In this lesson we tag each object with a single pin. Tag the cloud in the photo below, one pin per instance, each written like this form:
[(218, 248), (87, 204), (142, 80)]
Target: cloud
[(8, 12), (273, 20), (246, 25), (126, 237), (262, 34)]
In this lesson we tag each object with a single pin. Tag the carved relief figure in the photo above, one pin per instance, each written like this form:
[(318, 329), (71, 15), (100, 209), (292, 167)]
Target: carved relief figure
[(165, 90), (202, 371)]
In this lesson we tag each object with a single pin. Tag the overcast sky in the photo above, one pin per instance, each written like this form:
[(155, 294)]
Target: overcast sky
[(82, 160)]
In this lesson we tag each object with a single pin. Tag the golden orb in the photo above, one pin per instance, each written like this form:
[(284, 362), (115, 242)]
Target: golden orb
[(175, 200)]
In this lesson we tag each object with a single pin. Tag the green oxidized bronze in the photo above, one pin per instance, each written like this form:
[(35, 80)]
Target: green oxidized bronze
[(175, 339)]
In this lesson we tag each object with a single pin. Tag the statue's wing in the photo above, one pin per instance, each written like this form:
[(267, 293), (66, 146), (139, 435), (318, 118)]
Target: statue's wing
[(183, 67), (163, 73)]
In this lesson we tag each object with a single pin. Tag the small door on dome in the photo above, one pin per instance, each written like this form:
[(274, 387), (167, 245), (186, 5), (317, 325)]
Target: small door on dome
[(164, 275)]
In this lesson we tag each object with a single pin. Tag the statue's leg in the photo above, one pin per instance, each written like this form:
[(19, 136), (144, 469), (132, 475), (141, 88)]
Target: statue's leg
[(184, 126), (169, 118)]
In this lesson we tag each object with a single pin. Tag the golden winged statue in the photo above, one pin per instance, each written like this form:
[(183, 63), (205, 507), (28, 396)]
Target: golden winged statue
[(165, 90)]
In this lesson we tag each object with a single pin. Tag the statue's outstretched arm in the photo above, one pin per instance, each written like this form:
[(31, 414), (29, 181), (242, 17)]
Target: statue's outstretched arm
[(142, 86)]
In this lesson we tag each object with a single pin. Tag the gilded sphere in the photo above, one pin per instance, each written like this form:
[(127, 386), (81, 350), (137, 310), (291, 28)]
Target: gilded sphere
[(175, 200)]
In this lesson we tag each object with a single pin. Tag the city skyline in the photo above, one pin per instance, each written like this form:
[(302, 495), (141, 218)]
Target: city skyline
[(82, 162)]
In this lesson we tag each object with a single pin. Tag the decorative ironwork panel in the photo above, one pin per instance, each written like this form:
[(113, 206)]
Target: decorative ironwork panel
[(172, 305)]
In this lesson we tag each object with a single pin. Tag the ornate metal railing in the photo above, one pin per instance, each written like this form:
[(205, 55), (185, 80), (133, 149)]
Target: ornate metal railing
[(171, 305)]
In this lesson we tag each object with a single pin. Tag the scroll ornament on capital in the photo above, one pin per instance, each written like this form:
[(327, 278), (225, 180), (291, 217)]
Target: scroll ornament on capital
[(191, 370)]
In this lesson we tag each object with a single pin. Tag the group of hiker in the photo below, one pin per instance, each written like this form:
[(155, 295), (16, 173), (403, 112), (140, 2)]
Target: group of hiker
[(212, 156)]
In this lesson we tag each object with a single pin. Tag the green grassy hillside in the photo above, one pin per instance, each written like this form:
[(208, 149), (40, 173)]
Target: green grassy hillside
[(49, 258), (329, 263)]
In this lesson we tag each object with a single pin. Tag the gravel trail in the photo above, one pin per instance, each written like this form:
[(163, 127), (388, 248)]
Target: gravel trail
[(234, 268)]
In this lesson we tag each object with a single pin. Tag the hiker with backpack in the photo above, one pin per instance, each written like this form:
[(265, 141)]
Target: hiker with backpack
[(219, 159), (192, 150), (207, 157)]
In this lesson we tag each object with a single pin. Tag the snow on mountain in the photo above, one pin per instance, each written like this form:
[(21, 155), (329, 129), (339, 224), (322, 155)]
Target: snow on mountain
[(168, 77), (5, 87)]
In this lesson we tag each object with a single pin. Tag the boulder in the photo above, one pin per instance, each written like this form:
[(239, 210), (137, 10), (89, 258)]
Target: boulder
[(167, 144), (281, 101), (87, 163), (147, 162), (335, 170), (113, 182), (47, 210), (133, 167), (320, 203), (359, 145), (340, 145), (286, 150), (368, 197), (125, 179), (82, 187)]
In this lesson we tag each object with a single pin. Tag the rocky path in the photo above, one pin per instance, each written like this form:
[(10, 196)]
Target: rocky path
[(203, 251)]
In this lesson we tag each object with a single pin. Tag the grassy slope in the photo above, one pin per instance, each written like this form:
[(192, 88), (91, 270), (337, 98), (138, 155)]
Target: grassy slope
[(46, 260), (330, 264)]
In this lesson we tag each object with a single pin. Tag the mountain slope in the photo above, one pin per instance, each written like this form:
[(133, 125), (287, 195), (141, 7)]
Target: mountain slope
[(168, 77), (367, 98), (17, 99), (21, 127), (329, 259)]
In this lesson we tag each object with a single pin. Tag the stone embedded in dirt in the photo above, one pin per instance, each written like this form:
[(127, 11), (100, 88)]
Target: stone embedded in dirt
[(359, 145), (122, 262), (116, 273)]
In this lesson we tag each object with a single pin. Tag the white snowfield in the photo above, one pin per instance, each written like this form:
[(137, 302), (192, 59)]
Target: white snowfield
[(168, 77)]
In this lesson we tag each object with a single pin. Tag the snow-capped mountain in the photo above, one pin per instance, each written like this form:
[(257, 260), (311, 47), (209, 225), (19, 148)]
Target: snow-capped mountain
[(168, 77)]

---

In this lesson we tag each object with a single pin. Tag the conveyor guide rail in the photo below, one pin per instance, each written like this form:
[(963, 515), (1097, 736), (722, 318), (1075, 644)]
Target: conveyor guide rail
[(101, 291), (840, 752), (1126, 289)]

==

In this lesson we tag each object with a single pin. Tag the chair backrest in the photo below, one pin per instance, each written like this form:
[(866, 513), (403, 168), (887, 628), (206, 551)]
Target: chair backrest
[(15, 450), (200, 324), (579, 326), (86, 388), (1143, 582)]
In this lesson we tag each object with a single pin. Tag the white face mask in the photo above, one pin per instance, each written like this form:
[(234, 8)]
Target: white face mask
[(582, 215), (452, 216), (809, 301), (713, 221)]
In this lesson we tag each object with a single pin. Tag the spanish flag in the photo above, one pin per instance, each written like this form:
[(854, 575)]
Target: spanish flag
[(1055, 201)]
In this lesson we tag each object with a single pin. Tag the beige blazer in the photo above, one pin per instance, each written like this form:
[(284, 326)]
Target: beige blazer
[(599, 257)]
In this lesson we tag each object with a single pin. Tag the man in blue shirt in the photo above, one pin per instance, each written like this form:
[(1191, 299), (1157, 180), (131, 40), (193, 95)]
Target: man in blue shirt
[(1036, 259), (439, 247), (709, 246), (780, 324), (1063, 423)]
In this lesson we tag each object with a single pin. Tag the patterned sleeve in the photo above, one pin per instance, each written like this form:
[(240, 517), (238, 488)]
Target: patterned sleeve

- _Task to complete_
In the records above, the line with "Tag the patterned" marks the start and the line with "Target: patterned sleeve" marks the end; copy that stretch exactly, both lines included, and nothing else.

- _Solution to the problem_
In this lesson we tag each object with a single pin. Tag the patterned sleeve in the photo above, one pin per instance, each written like this form:
[(240, 517), (238, 488)]
Target: patterned sleeve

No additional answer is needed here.